:: Text block ::
/---

Archive for February, 2009

Predatory Lending to Hispanics: A Betrayal of Their Cultural Heritage

Friday, February 20th, 2009

When I was growing up in the Rio Grande Valley of South Texas in the 1960s thousands of Mexican-American migrant workers would travel around the country performing seasonal agriculture work and then return home to the “Valley” for the winter.

Mexican American immigrants as well as those whose ancestors were annexed to the United States following the Mexican-American War carry a heritage of merit concorded to home ownership. A major incitement for the tumultuous history of Mexican revolution dealt with land reform for the campesinos  seeking land ownership instead of participating in a feudal system. In the search for a better life in America  home ownership continued as an important end goal of a successful life.

In those days the poverty and irregular income meant that the migrants had to find other ways to build a home than with the traditional bank loan and builder.  Instead they would buy land in unincorporated areas and themselves build homes in communities which came to be known as colonias.  This was generally accomplished in a piecemeal fashion from season to season so that it might take several years to complete. Often times family or friends might help out but there were usually no large loans.  There have been many justified criticisms of this process because not infrequently unscrupulous land deals were made and inadequate infrastructure like flood prevention, water quality, or sewage systems occurred.


Economic progress came to the Mexican-American population through 60s and 70s so that more families where able to stay in the area throughout the year. As their incomes began to increase from poverty to working class they began to live in better planned areas but still the concept of minimal debt and self sufficiency often remained.

An academic study originally published in 2006 looking at the Subprime Mortgage Segmentation in the American Urban System reported that McAllen Texas had the highest level of subprime mortgages in the United States at 42.1%. How did Mexican-Americans go from being self sufficient to dealing with debt and foreclosure?

In 2003 the Congressional Hispanic Caucus created the Hogar initiative to improve home ownership which for Hispanics was 47% compared with 68% for Americans as a whole. An alliance was created between the Congressional Hispanic Caucus, Fannie Mae, Freddie Mac, and many private lenders like Countrywide to make housing more affordable. At the time “mortgage lenders appear to have regarded Latinos as a largely untapped demographic. Many were first or second-generation U.S. residents who didn’t own homes. Many Hispanic families had multiple wage earners working multiple cash jobs, but had no savings or established credit history to allow them to qualify for traditional loans” as reported in the Wall Street Journal. By 2005 the number of Hispanics with subprime mortgage loans was up 169%.

\---

:: Entries ::
/---

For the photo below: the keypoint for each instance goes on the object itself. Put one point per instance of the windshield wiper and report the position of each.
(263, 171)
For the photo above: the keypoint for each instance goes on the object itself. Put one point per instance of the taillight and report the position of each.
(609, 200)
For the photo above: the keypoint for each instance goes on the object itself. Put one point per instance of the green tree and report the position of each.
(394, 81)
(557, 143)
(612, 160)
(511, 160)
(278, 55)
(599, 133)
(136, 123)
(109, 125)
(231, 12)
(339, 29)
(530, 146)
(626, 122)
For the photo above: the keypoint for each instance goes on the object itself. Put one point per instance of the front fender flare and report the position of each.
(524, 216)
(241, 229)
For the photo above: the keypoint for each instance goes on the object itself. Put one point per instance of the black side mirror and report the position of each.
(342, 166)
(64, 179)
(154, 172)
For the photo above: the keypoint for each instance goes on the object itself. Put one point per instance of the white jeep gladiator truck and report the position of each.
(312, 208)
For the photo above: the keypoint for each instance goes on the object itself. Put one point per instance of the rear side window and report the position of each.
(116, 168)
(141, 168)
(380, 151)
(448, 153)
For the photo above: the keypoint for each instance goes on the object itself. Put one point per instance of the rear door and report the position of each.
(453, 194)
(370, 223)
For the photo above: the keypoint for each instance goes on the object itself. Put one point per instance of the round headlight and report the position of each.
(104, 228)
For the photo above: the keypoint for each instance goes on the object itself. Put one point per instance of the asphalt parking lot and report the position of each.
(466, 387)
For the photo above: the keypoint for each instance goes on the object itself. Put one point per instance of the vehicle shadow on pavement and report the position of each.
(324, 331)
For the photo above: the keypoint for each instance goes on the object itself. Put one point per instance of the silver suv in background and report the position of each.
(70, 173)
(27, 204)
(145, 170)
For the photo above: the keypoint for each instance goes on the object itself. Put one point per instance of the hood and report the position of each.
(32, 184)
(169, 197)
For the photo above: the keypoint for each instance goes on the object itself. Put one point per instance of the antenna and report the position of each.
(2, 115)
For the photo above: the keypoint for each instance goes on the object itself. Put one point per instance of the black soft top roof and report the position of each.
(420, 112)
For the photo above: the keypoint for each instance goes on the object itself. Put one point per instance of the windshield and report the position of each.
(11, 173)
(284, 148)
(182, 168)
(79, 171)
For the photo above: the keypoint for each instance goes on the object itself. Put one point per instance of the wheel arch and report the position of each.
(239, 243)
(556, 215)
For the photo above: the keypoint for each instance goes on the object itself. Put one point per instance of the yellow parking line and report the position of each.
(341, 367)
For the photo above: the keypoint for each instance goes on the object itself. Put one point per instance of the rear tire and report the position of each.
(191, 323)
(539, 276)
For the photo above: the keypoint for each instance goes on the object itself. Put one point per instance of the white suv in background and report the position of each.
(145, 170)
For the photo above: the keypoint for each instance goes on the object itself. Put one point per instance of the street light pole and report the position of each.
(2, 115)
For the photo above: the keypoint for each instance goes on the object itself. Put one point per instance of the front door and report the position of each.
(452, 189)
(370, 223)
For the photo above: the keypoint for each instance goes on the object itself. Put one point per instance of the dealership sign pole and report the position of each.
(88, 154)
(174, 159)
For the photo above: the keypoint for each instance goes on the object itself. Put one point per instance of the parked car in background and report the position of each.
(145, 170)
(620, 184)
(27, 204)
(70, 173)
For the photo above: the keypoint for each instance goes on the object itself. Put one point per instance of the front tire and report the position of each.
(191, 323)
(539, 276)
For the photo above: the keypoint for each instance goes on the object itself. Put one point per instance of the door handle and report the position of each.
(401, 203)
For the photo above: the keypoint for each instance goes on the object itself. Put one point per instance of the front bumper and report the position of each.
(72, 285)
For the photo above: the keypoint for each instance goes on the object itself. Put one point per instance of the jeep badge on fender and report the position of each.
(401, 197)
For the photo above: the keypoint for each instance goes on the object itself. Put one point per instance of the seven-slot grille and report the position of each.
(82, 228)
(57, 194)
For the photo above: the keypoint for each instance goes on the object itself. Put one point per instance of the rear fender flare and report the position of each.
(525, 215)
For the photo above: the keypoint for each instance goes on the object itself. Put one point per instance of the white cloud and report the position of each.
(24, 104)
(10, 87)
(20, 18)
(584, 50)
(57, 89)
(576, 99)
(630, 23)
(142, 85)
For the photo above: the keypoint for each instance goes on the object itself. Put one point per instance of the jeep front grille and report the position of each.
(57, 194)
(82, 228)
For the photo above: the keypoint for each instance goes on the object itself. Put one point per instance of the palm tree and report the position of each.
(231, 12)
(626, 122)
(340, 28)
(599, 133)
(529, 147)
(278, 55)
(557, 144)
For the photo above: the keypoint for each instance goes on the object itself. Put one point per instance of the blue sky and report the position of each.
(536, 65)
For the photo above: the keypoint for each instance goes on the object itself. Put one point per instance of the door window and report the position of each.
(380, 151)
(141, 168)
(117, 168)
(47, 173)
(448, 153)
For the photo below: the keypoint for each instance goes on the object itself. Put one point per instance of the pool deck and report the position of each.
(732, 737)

\---

:: Tasks to complete ::
1. Please reproduce the passage of the article on predatory lending above, starting at "Friday, February 20th, 2009" and ending at "a successful life.".
2. According to the article on predatory lending, what level of subprime mortgages did the 2006 academic study report for McAllen, Texas?
3. Summarize the article on predatory lending in two sentences.

:: Final answers ::
1.
Friday, February 20th, 2009

When I was growing up in the Rio Grande Valley of South Texas in the 1960s thousands of Mexican-American migrant workers would travel around the country performing seasonal agriculture work and then return home to the “Valley” for the winter.

Mexican American immigrants as well as those whose ancestors were annexed to the United States following the Mexican-American War carry a heritage of merit concorded to home ownership. A major incitement for the tumultuous history of Mexican revolution dealt with land reform for the campesinos  seeking land ownership instead of participating in a feudal system. In the search for a better life in America  home ownership continued as an important end goal of a successful life.

2. 42.1%, the highest level in the United States.

3. Mexican-American migrant workers in South Texas's Rio Grande Valley, whose heritage values home ownership, once built homes piecemeal in colonias without large loans and kept a habit of minimal debt even as their incomes rose. Yet McAllen, Texas came to have the highest level of subprime mortgages in the country, and after the 2003 Hogar initiative joined the Congressional Hispanic Caucus, Fannie Mae, Freddie Mac, and lenders like Countrywide, the number of Hispanics with subprime loans rose 169% by 2005.